**Your task**
Rewrite the listing from the line containing "If you could pin the wing-mounted" through the line containing "If you could pin the engine", inclusive, changing "greatly appreciated" to "much appreciated" and leaving everything else untouched. Omit the pictures from your answer.

□ □ □ □

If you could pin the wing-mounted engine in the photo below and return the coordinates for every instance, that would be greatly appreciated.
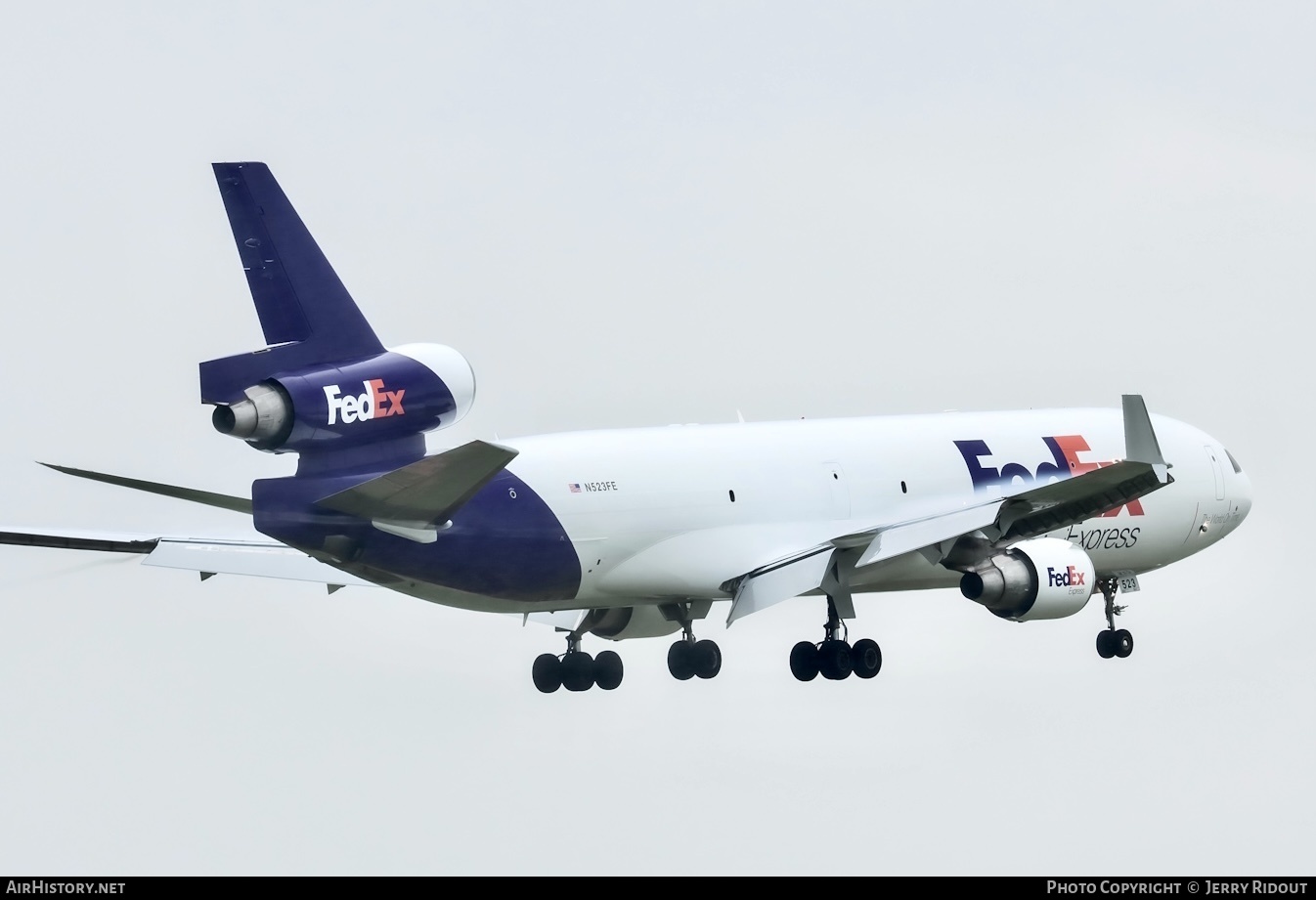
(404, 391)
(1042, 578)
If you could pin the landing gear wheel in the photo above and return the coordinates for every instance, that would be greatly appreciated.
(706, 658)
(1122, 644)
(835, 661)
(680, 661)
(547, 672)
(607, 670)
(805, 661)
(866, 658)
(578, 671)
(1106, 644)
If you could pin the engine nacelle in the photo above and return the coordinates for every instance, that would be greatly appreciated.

□ □ □ □

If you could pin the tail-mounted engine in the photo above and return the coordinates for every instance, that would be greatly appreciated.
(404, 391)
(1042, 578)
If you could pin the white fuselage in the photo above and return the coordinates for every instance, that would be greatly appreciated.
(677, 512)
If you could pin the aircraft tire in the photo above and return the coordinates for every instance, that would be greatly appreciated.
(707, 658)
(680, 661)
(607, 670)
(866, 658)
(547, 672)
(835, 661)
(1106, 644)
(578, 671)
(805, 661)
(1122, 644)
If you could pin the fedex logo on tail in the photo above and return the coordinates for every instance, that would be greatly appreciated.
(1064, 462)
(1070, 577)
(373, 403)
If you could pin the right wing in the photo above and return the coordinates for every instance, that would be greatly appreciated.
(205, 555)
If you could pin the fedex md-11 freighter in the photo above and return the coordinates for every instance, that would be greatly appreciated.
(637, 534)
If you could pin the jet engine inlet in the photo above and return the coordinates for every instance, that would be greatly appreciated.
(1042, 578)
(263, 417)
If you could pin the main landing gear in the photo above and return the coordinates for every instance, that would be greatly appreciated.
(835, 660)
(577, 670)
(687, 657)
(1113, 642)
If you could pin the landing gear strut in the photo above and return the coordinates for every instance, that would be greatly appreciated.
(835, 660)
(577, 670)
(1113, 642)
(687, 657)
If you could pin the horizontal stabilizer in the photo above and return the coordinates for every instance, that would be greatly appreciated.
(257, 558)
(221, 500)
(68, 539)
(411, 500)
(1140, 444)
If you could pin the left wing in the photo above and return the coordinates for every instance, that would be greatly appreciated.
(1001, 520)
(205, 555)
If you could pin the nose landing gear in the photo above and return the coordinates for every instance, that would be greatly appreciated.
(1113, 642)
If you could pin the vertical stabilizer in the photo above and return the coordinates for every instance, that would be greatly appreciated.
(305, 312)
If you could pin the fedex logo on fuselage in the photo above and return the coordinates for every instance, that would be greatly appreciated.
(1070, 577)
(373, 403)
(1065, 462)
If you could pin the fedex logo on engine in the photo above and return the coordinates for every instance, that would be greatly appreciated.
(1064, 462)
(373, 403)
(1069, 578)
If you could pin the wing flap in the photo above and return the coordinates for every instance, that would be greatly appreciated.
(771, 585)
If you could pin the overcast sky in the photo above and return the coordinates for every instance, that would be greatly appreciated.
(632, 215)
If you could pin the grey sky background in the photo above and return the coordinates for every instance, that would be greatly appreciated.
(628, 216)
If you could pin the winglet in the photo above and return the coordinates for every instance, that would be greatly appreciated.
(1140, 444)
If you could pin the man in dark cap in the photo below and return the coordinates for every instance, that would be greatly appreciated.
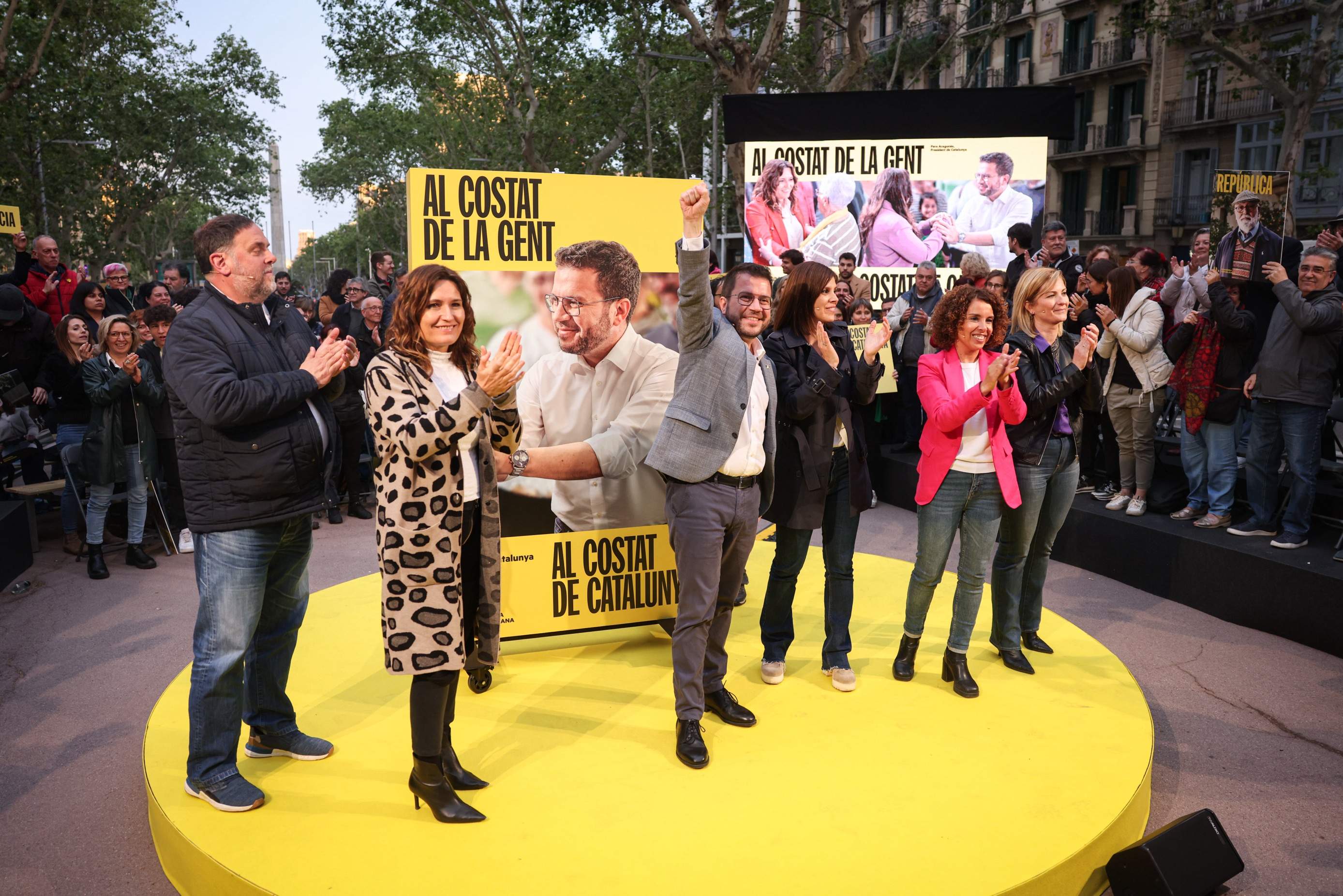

□ □ □ □

**Expected output**
If you could pin the wing-mounted engine in the photo below and return the coordinates for every instance, that would be much appreciated.
(404, 391)
(1042, 578)
If you could pin the landing gear wheel in the photo above and return the coordinates for every instance, that would be much appreciated.
(706, 658)
(1122, 644)
(835, 661)
(680, 661)
(547, 672)
(607, 670)
(805, 661)
(866, 658)
(578, 671)
(1106, 644)
If you could pin the engine nacelle in the photo above and return the coordinates for every instance, that would be much appreciated.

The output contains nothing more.